*What you are asked to do:* Please update the material below by changing each "instance" to "occurrence" and keeping everything else unchanged. Leave the pictures out of your answer.
━━━━━ Records supplied
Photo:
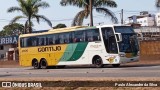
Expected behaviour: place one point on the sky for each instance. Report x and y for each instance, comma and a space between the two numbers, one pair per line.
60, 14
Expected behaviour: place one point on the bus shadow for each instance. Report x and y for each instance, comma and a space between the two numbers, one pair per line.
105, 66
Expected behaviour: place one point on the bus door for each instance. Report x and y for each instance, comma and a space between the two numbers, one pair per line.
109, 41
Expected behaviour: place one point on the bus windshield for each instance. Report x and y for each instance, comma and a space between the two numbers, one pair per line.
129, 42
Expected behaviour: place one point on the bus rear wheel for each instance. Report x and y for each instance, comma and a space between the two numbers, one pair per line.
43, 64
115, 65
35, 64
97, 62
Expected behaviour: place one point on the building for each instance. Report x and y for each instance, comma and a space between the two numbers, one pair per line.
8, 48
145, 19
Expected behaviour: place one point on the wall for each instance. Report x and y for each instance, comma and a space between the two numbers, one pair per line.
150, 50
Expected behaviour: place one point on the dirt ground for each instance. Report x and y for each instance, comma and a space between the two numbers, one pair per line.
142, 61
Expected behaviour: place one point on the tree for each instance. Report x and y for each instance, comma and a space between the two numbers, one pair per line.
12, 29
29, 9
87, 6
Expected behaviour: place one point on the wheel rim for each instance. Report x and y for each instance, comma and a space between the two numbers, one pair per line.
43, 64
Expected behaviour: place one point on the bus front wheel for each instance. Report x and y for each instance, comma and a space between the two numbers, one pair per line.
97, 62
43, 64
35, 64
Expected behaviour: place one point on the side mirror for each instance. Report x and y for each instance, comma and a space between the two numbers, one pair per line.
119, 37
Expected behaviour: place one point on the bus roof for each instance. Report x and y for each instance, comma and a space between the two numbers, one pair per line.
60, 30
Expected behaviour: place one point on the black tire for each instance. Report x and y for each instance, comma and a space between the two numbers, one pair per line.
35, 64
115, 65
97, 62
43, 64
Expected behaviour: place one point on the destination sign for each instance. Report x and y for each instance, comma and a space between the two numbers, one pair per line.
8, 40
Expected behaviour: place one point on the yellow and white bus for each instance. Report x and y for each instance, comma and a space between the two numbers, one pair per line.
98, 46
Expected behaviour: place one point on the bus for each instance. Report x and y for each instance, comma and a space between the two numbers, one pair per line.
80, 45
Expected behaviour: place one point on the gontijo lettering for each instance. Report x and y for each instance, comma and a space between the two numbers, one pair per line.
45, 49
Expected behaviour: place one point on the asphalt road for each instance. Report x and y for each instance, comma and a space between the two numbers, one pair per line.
━━━━━━━━━━
*Exercise answer:*
Photo:
Expected behaviour: place one point on the sky for each occurrence. Report x and y for each occurrence, comma and a space between the two numbers, one pair per line.
60, 14
Expected behaviour: place one point on the bus shadow for each occurrence. Report x and y for each occurrence, comma and a space between the two numbers, one pair per line.
105, 66
Expected behaviour: place one point on the bus door for each occurrence. Report x and y for each occurrence, comma and a space between the two numbers, one pair per line.
109, 41
Expected behaviour: place one point on the bus windshield for each occurrence. Report x and y for each occurrence, comma and a space between the two numbers, one pair per line.
129, 42
Expected behaviour: place one point on the bus rear wheel for each occurrence. Report x and y for each occurrence, comma and a space between the two numbers, one pair per line.
43, 64
115, 65
35, 64
97, 62
Expected behaviour: place one point on the building for each occurrence. Report x and y for each occurrence, comma and a space between the two numbers, one pair per line.
8, 48
145, 19
Expected behaviour: place one point on the wall for each occurrence. Report x and y for each occurrence, comma and a space between the two numbers, one pair per line.
150, 50
Expected behaviour: place one point on the dirt ground for each occurrence. Report x and y for each occurrence, comma and a space between the two numbers, one pair per line.
142, 61
Expected behaviour: place one point on the tree for each occurrence. Report x and y for each occurrence, comma and a space between the two numbers, one pair per line.
12, 29
29, 9
87, 6
Expected behaviour: place one point on the wheel rim for each occurrence. Report x and y for each occurrence, comma and a space between the two numbers, one pair per line.
43, 64
Expected behaviour: place one point on the bus front wheel for each occurrence. Report x and y for each occurrence, comma and a space between the two numbers, one pair per line.
97, 62
43, 64
35, 64
Expected behaviour: place one point on the side mirror for each occurrence. Report x and y for each occurrence, comma and a space between the two numbers, one pair per line.
119, 37
Expected behaviour: place one point on the bus roof for each occurrence. Report x and y for each occurrence, comma and a space between the two numbers, one pair per line.
60, 30
Expected behaviour: place one point on the black tire for each occurrence. Report x and y for each occurrence, comma and a space between the two numbers, one pair per line.
35, 64
115, 65
97, 62
43, 64
Expected behaviour: place one point on the destination sign for each occurrence. Report x and y for each occurrence, comma and a space between the two numbers, one pair per line.
8, 40
Expected behaviour: place one point on the yellow and white bus for each occurrence. Report x and y for each occurrence, comma and a space between the two numbers, one pair per line.
98, 46
Expected behaviour: place one point on the bus for each occurrence. Report x and y for each occurrence, comma and a space between the two numbers, one pair per line.
80, 45
Expected behaviour: place one point on the gontijo lettering for each occurrence. Report x and y for each occurrence, comma and a space between the two numbers, one pair per line.
45, 49
Expected behaviour: place one point on the asphalt road for each occurrence. Report x and y for each occurrence, comma and a space between the two numbers, one pair per line.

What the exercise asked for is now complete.